» **Text provided**
*** Begin section ***

This repository contains all of the scripts necessary to convert a VCF (generated from whole genome sequencing) into a specific polygenic risk score report. The entire process has been created to be highly understandable and will require minimal interaction.
The process starts by linking or moving all VCFs into a directory (not provided here) called raw_vcfs. Then scripts in prep_vcf are run, which changes the genetic coordinates and does some simple quality control. Next the scripts in get_all_snps are run, which pulls in all of the reference variants that are listed in any of the variant sets that are used to compute polygenic risk scores. The variants sets that define/constitute the polygenic risk scores are initially listed within a raw_catalog_sets directory, not provided here. Each of these variant sets should/must be downloaded from the PGS Catalog. The raw variant sets must undergo processing that can be completed by the scripts of the pgs_sets directory. This processing splits the variant sets by chromosomes and matches all the alleles properly. The variant sets and VCFs are combined together to actually form polygenic risk scores within the do_score directory. The scoring is applied to specified variant sets and all VCFs and all UK Biobank individuals are scored together. The polygenic risk scores are assessed with the scripts listed within the check_acc directory. These scripts can eventually create a polygenic risk score report, which depicts the risk of an individual according to a specific polygenic risk score in a highly interpretable manner. A final piece to be integrated within this process is the ancestry of each individual, as defined in the ancestry_match directory.

*** End section ***

» **Exercises**
a - Quote from the repository description the part that opens with the words containing "This repository contains" and closes with "require minimal interaction.".
b - List every directory named in the repository description.
c - Rewrite the paragraph of the repository description beginning "The process starts by linking" as a short list of steps.
The rows come from a separate source and are unrelated to the repository description.

(Dataset items)
*** Begin section ***

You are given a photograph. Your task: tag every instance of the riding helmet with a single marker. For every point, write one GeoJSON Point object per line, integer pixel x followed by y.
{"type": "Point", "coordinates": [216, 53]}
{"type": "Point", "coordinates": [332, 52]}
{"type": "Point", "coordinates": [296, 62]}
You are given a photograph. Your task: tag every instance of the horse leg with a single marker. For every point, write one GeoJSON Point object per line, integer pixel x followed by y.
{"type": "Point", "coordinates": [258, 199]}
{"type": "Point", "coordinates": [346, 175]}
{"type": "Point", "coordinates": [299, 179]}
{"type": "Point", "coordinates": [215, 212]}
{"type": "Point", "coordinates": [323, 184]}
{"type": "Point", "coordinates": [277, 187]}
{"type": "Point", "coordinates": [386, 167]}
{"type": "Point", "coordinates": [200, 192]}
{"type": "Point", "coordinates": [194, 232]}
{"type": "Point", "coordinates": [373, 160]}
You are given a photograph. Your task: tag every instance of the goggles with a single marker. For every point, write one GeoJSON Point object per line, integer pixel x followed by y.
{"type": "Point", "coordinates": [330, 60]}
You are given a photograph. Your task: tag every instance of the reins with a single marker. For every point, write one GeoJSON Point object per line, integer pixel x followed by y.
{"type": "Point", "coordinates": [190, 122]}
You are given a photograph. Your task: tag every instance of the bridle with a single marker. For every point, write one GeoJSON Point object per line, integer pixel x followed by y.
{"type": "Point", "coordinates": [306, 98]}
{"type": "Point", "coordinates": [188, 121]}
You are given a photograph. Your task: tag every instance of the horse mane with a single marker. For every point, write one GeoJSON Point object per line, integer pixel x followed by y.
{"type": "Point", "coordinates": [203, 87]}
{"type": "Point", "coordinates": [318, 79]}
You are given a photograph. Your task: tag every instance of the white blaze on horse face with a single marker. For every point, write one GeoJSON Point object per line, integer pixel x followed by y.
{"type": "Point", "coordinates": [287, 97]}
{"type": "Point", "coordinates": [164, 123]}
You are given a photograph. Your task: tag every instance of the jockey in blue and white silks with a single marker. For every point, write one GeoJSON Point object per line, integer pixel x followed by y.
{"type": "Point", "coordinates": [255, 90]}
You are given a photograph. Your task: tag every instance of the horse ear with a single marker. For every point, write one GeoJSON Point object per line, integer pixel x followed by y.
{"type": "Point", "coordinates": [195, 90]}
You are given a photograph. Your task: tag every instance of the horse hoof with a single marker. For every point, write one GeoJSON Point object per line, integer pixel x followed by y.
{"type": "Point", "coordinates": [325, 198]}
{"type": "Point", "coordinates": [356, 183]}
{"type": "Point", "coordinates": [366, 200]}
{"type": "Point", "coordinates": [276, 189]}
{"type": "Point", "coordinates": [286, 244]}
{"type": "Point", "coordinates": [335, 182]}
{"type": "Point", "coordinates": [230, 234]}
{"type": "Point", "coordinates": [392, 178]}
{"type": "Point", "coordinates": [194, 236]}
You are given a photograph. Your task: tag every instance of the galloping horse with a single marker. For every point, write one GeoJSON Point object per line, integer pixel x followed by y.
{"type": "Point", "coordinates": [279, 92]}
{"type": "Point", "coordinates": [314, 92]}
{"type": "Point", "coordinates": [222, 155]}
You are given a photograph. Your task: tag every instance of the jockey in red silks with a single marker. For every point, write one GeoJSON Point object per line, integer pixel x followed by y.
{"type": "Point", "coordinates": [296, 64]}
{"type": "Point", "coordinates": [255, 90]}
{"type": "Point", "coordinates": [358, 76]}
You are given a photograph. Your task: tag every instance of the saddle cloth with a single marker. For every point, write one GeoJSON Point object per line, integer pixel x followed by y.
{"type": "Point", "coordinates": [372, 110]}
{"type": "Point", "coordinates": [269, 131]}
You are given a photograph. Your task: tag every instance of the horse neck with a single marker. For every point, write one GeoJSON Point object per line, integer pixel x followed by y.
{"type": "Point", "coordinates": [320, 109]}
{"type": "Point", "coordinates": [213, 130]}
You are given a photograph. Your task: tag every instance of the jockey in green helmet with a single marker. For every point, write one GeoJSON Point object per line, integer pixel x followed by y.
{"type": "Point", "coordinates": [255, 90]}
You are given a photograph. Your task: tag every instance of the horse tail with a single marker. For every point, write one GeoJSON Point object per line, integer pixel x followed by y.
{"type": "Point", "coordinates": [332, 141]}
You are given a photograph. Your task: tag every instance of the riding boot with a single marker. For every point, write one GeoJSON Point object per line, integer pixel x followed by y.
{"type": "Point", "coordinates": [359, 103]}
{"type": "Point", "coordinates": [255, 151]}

*** End section ***

» **Solutions below**
a -
This repository contains all of the scripts necessary to convert a VCF (generated from whole genome sequencing) into a specific polygenic risk score report. The entire process has been created to be highly understandable and will require minimal interaction.

b - raw_vcfs, prep_vcf, get_all_snps, raw_catalog_sets, pgs_sets, do_score, check_acc, ancestry_match

c -
- Link or move all VCFs into a directory called raw_vcfs (not provided).
- Run the prep_vcf scripts to change genetic coordinates and do simple quality control.
- Run the get_all_snps scripts to pull in all reference variants listed in any variant set used to compute polygenic risk scores.
- Download the variant sets from the PGS Catalog into a raw_catalog_sets directory (not provided).
- Process the raw variant sets with the pgs_sets scripts, which split them by chromosome and match the alleles.
- Combine variant sets and VCFs in the do_score directory to compute scores for specified variant sets, scoring all VCFs and all UK Biobank individuals together.
- Assess the scores with the check_acc scripts, which can eventually create an interpretable polygenic risk score report for an individual.
- Integrate each individual's ancestry, as defined in the ancestry_match directory.